_Given request_
Translate this sentence from the excerpt on family life and work at home into Spanish: "Our family spends our early mornings and evenings altogether reading, gathering for family devotions and meetings, and running errands together."

It looks different from day to day and even month to month, but in my current season, we are juggling some new roles as my husband stepped away from his position as headmaster of a classical school last year and is now homeschooling our boys primarily. Our family spends our early mornings and evenings altogether reading, gathering for family devotions and meetings, and running errands together. Home is where all 8 of us live and do school, and where I run my business, paint, and write. 

It’s busy and we have our part-time employees in our home several days a week with both shoppe help and help to me as a mom. I simply don’t juggle it all on my own!

This has been an unprecedented season as I’ve grown my business and completed the work on my first book. We really came together as a family to decide how we would grow with these new opportunities while preserving our family culture and priorities.

_Data extract_
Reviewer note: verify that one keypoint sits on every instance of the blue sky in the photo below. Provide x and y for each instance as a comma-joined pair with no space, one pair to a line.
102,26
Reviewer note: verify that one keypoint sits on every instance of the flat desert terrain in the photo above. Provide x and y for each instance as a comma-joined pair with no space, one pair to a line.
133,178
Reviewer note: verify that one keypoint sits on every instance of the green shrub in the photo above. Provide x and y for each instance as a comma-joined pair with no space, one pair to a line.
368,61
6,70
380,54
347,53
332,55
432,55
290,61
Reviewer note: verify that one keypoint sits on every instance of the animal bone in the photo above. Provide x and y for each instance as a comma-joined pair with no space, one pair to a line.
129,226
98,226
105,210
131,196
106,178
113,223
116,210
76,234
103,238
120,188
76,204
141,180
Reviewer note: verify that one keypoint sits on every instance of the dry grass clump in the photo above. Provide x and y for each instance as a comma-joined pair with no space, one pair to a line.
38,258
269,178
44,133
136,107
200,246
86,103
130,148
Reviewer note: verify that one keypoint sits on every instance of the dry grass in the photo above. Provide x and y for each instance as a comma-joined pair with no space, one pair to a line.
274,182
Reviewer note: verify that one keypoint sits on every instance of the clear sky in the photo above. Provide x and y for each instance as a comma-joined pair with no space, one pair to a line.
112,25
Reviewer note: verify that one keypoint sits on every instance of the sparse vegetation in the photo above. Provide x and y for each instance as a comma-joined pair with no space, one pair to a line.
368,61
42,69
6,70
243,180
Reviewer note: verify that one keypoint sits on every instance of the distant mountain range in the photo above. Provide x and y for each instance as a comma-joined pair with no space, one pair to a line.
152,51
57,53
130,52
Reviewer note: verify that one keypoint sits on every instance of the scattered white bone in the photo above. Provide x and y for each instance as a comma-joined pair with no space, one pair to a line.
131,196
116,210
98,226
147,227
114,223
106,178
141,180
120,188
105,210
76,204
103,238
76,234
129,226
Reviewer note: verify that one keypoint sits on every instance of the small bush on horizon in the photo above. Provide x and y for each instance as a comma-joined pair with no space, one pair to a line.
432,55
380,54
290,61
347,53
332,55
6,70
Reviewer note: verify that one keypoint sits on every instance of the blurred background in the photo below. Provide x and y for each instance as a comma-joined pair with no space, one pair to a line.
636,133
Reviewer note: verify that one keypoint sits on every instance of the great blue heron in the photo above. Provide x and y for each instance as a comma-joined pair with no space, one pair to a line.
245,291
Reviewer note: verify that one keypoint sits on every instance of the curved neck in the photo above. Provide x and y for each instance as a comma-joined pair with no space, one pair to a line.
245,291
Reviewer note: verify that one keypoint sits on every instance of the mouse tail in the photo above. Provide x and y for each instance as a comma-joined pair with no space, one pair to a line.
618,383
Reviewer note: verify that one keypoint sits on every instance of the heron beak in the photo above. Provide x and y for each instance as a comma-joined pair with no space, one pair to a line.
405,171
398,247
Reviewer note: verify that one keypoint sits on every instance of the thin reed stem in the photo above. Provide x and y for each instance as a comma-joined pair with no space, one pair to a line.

_Full response_
Nuestra familia pasa las primeras horas de la mañana y las noches toda junta leyendo, reuniéndose para los devocionales y las reuniones familiares, y haciendo juntos los mandados.